### [Exercise]
Use the profile of Moni to answer these questions:
1. What role in the Bangladesh Awami League did Moni hold as secretary before her induction to the cabinet?
2. What did Moni seek from Pakistan as foreign minister?
3. Which institution elected Moni chairman in 2016?

--- Document extract Enclosed Below ---

Moni was the secretary for women's affairs and a member of the sub‐committee on foreign affairs of the Bangladesh Awami League before her induction to the cabinet.

Moni worked for women's rights and entitlements, health legislation, health policy and management, health financing, strategic planning, and health and human rights under the Constitution and law in Bangladesh's economic and social development programmes and foreign policy issues of the region and globally.

As a minister of foreign affairs she has represented her government's position to the cabinet ministers and public representatives of Asia, Europe and the US, ambassadors and senior representatives of international institutions. As the foreign minister she sought an apology for the 1971 Bangladesh genocide from Pakistan. She also tried to bring the absconding killers of president Sheikh Mujib. Moni is the Awami League joint general secretary. She was elected chairman of Asian University for Women in 2016. She was the chairperson of the parliamentary committee on foreign affairs in the last parliament.

--- End of Enclosed Document extract ---
--- Listed entries Enclosed Below ---

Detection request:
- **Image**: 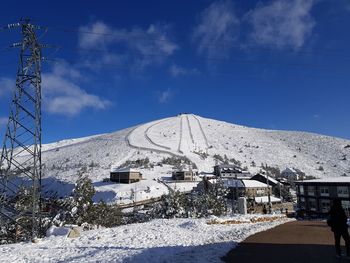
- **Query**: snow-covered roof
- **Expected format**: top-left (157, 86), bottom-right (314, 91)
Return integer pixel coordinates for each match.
top-left (254, 173), bottom-right (279, 184)
top-left (255, 196), bottom-right (281, 203)
top-left (242, 180), bottom-right (271, 188)
top-left (111, 167), bottom-right (140, 173)
top-left (299, 176), bottom-right (350, 183)
top-left (222, 178), bottom-right (244, 188)
top-left (281, 167), bottom-right (297, 174)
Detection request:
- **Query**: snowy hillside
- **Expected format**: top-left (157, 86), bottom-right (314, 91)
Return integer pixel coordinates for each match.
top-left (0, 215), bottom-right (290, 263)
top-left (33, 114), bottom-right (350, 202)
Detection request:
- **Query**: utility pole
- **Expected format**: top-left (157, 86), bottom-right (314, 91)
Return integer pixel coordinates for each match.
top-left (266, 172), bottom-right (272, 214)
top-left (0, 19), bottom-right (42, 243)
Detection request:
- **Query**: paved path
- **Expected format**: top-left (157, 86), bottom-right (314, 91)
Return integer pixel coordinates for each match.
top-left (222, 221), bottom-right (350, 263)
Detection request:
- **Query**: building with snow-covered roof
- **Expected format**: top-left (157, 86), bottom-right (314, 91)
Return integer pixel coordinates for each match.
top-left (214, 164), bottom-right (251, 179)
top-left (251, 173), bottom-right (280, 187)
top-left (172, 170), bottom-right (194, 181)
top-left (242, 180), bottom-right (272, 197)
top-left (295, 176), bottom-right (350, 216)
top-left (110, 167), bottom-right (142, 184)
top-left (281, 167), bottom-right (301, 182)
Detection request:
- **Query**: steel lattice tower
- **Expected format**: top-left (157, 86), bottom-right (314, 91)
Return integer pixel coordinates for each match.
top-left (0, 19), bottom-right (42, 243)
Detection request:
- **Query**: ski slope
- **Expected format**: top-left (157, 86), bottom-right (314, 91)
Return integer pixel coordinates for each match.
top-left (12, 114), bottom-right (350, 202)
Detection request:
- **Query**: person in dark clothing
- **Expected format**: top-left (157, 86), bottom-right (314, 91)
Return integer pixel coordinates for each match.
top-left (327, 199), bottom-right (350, 257)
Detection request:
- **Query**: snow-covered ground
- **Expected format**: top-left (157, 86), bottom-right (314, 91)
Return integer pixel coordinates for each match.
top-left (12, 114), bottom-right (350, 203)
top-left (0, 215), bottom-right (289, 263)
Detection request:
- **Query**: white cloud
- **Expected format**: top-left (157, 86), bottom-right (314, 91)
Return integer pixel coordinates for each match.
top-left (169, 64), bottom-right (199, 77)
top-left (79, 21), bottom-right (178, 68)
top-left (245, 0), bottom-right (315, 49)
top-left (158, 88), bottom-right (173, 104)
top-left (42, 63), bottom-right (111, 116)
top-left (0, 78), bottom-right (15, 97)
top-left (193, 0), bottom-right (240, 57)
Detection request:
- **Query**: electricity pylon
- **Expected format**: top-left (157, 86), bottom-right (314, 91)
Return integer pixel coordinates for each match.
top-left (0, 19), bottom-right (42, 241)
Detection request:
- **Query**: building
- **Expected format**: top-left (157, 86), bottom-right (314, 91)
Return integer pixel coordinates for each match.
top-left (171, 170), bottom-right (194, 181)
top-left (214, 164), bottom-right (251, 179)
top-left (251, 173), bottom-right (280, 187)
top-left (295, 177), bottom-right (350, 216)
top-left (242, 180), bottom-right (272, 197)
top-left (110, 168), bottom-right (142, 184)
top-left (281, 168), bottom-right (301, 182)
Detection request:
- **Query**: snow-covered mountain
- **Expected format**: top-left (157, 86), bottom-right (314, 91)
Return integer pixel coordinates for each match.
top-left (38, 114), bottom-right (350, 203)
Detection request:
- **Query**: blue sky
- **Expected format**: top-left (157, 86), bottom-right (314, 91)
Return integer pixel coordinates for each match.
top-left (0, 0), bottom-right (350, 142)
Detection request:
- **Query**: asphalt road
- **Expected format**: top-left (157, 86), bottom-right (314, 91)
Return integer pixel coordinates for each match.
top-left (222, 221), bottom-right (350, 263)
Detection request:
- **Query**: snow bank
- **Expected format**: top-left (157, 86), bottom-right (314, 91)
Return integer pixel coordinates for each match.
top-left (0, 215), bottom-right (288, 263)
top-left (46, 226), bottom-right (71, 237)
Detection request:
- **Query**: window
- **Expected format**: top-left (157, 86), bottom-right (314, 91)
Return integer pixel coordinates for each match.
top-left (307, 186), bottom-right (315, 195)
top-left (337, 186), bottom-right (349, 197)
top-left (320, 186), bottom-right (329, 196)
top-left (320, 199), bottom-right (331, 213)
top-left (341, 200), bottom-right (350, 216)
top-left (309, 198), bottom-right (317, 211)
top-left (299, 185), bottom-right (304, 195)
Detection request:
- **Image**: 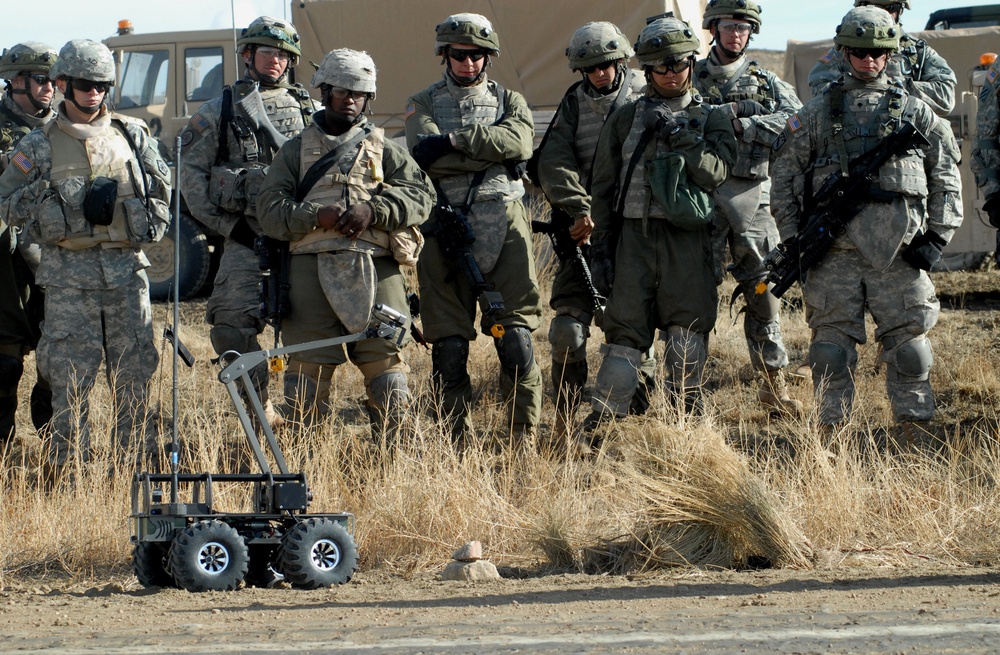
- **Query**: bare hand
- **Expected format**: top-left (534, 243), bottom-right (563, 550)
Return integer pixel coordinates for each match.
top-left (569, 216), bottom-right (594, 246)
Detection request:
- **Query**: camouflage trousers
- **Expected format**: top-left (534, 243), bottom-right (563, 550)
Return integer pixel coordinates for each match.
top-left (802, 250), bottom-right (941, 424)
top-left (712, 200), bottom-right (788, 371)
top-left (36, 270), bottom-right (159, 465)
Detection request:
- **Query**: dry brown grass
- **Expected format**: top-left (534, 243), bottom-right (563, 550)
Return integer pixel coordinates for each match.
top-left (0, 217), bottom-right (1000, 586)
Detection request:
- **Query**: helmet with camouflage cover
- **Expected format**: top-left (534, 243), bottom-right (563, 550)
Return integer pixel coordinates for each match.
top-left (566, 21), bottom-right (635, 71)
top-left (311, 48), bottom-right (375, 98)
top-left (701, 0), bottom-right (761, 34)
top-left (434, 14), bottom-right (500, 56)
top-left (236, 16), bottom-right (302, 66)
top-left (49, 39), bottom-right (115, 86)
top-left (635, 16), bottom-right (701, 66)
top-left (0, 41), bottom-right (59, 80)
top-left (833, 7), bottom-right (902, 50)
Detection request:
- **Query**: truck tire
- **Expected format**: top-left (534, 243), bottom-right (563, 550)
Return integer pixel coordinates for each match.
top-left (142, 214), bottom-right (212, 301)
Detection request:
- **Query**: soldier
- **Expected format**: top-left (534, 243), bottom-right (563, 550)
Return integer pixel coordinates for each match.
top-left (809, 0), bottom-right (958, 116)
top-left (584, 17), bottom-right (736, 434)
top-left (406, 14), bottom-right (542, 446)
top-left (0, 40), bottom-right (170, 478)
top-left (773, 7), bottom-right (962, 439)
top-left (181, 16), bottom-right (318, 424)
top-left (0, 41), bottom-right (57, 448)
top-left (538, 22), bottom-right (656, 440)
top-left (694, 0), bottom-right (802, 414)
top-left (257, 49), bottom-right (434, 443)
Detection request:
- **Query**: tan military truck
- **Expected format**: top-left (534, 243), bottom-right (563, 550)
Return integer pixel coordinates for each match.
top-left (784, 21), bottom-right (1000, 270)
top-left (104, 0), bottom-right (708, 299)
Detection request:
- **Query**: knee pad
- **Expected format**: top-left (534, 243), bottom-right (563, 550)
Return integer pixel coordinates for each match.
top-left (208, 325), bottom-right (260, 356)
top-left (809, 341), bottom-right (850, 377)
top-left (549, 315), bottom-right (590, 363)
top-left (493, 327), bottom-right (535, 380)
top-left (882, 335), bottom-right (934, 381)
top-left (431, 337), bottom-right (469, 386)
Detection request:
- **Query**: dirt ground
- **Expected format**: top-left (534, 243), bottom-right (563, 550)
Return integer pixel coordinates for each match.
top-left (0, 553), bottom-right (1000, 654)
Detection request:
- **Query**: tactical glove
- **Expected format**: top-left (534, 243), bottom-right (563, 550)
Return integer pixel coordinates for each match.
top-left (983, 193), bottom-right (1000, 229)
top-left (229, 218), bottom-right (257, 250)
top-left (642, 103), bottom-right (681, 143)
top-left (736, 100), bottom-right (771, 118)
top-left (413, 134), bottom-right (455, 169)
top-left (902, 230), bottom-right (948, 271)
top-left (590, 242), bottom-right (615, 298)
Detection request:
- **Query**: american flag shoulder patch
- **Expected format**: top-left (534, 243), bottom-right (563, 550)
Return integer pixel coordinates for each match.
top-left (10, 150), bottom-right (35, 175)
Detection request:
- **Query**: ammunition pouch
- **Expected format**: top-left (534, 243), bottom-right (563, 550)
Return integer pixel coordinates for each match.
top-left (83, 177), bottom-right (118, 226)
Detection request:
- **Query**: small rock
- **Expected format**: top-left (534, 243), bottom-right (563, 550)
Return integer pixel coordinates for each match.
top-left (441, 559), bottom-right (500, 582)
top-left (451, 541), bottom-right (483, 562)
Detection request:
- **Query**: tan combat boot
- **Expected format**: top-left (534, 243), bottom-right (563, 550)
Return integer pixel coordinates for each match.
top-left (757, 369), bottom-right (802, 416)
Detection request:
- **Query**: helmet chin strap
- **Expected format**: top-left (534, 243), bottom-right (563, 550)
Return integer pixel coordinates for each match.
top-left (65, 80), bottom-right (104, 114)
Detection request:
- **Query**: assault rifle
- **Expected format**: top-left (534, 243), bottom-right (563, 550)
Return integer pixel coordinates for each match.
top-left (421, 202), bottom-right (504, 339)
top-left (755, 123), bottom-right (928, 298)
top-left (531, 207), bottom-right (607, 317)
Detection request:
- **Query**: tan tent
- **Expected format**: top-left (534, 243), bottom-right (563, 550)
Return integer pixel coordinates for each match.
top-left (292, 0), bottom-right (708, 132)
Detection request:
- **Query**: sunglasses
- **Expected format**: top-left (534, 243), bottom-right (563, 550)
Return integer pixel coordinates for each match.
top-left (448, 48), bottom-right (489, 61)
top-left (653, 59), bottom-right (691, 75)
top-left (849, 48), bottom-right (889, 59)
top-left (70, 79), bottom-right (111, 93)
top-left (718, 20), bottom-right (753, 35)
top-left (580, 59), bottom-right (615, 75)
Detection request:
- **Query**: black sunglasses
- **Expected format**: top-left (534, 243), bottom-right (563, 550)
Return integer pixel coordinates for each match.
top-left (70, 79), bottom-right (111, 93)
top-left (448, 48), bottom-right (489, 61)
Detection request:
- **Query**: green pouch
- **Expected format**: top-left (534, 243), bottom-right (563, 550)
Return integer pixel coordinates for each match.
top-left (646, 152), bottom-right (715, 230)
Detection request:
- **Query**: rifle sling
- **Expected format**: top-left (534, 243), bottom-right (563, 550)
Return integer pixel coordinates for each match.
top-left (295, 125), bottom-right (372, 202)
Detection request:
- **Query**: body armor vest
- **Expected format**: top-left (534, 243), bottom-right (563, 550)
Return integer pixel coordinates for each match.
top-left (290, 125), bottom-right (392, 257)
top-left (615, 92), bottom-right (706, 219)
top-left (42, 115), bottom-right (145, 250)
top-left (431, 80), bottom-right (524, 207)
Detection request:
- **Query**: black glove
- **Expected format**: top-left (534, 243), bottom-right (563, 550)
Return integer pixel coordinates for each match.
top-left (736, 100), bottom-right (771, 118)
top-left (589, 243), bottom-right (615, 298)
top-left (983, 193), bottom-right (1000, 229)
top-left (229, 218), bottom-right (257, 250)
top-left (413, 134), bottom-right (455, 169)
top-left (642, 103), bottom-right (681, 143)
top-left (903, 230), bottom-right (948, 271)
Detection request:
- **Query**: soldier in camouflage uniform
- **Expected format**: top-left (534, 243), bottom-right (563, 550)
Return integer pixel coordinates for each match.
top-left (694, 0), bottom-right (802, 414)
top-left (257, 49), bottom-right (434, 441)
top-left (585, 17), bottom-right (736, 430)
top-left (538, 22), bottom-right (656, 446)
top-left (809, 0), bottom-right (958, 116)
top-left (0, 40), bottom-right (170, 475)
top-left (181, 16), bottom-right (318, 423)
top-left (406, 14), bottom-right (542, 446)
top-left (0, 41), bottom-right (56, 448)
top-left (772, 7), bottom-right (962, 437)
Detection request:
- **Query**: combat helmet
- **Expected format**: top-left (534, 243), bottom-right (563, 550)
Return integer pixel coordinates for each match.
top-left (635, 16), bottom-right (701, 66)
top-left (833, 7), bottom-right (902, 51)
top-left (49, 39), bottom-right (115, 86)
top-left (236, 16), bottom-right (302, 67)
top-left (701, 0), bottom-right (761, 34)
top-left (434, 14), bottom-right (500, 56)
top-left (566, 21), bottom-right (635, 71)
top-left (0, 41), bottom-right (59, 80)
top-left (311, 48), bottom-right (375, 98)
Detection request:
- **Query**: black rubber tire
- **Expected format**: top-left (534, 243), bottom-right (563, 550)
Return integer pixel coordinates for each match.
top-left (142, 214), bottom-right (212, 301)
top-left (169, 520), bottom-right (250, 592)
top-left (279, 518), bottom-right (358, 589)
top-left (243, 546), bottom-right (285, 589)
top-left (132, 541), bottom-right (177, 588)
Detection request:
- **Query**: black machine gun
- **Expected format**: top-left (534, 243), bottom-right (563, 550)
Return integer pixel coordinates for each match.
top-left (755, 123), bottom-right (928, 298)
top-left (421, 200), bottom-right (504, 339)
top-left (531, 207), bottom-right (607, 317)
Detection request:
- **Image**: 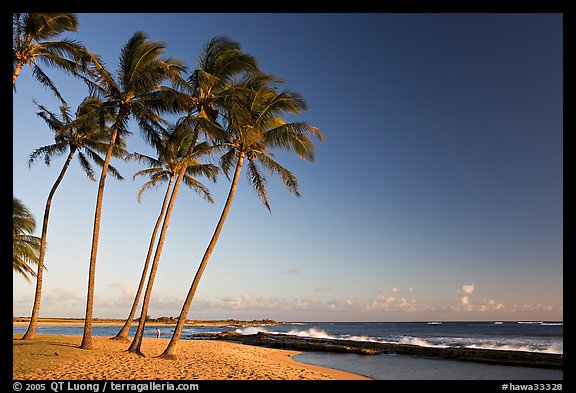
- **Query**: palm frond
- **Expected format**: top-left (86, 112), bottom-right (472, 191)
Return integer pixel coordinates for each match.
top-left (182, 174), bottom-right (214, 203)
top-left (29, 13), bottom-right (78, 41)
top-left (132, 167), bottom-right (166, 179)
top-left (220, 148), bottom-right (238, 180)
top-left (78, 150), bottom-right (96, 181)
top-left (186, 163), bottom-right (220, 182)
top-left (124, 152), bottom-right (162, 167)
top-left (134, 171), bottom-right (173, 203)
top-left (264, 122), bottom-right (324, 161)
top-left (32, 64), bottom-right (66, 104)
top-left (246, 161), bottom-right (271, 211)
top-left (256, 153), bottom-right (300, 197)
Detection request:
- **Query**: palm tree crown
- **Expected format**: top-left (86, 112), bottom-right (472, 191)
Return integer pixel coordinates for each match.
top-left (12, 196), bottom-right (40, 281)
top-left (80, 32), bottom-right (185, 349)
top-left (12, 13), bottom-right (90, 103)
top-left (28, 96), bottom-right (130, 180)
top-left (126, 122), bottom-right (219, 202)
top-left (212, 75), bottom-right (324, 210)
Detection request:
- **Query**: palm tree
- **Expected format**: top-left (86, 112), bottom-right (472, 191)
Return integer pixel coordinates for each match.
top-left (22, 96), bottom-right (127, 340)
top-left (112, 125), bottom-right (218, 341)
top-left (80, 32), bottom-right (185, 349)
top-left (12, 13), bottom-right (90, 103)
top-left (161, 76), bottom-right (323, 358)
top-left (128, 36), bottom-right (257, 355)
top-left (12, 196), bottom-right (40, 282)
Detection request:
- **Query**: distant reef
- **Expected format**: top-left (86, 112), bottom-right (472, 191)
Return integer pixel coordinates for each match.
top-left (189, 331), bottom-right (564, 369)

--- End of Enclosed Listed entries ---

### [Answer area]
1. Secretary for women's affairs
2. An apology for the 1971 Bangladesh genocide
3. Asian University for Women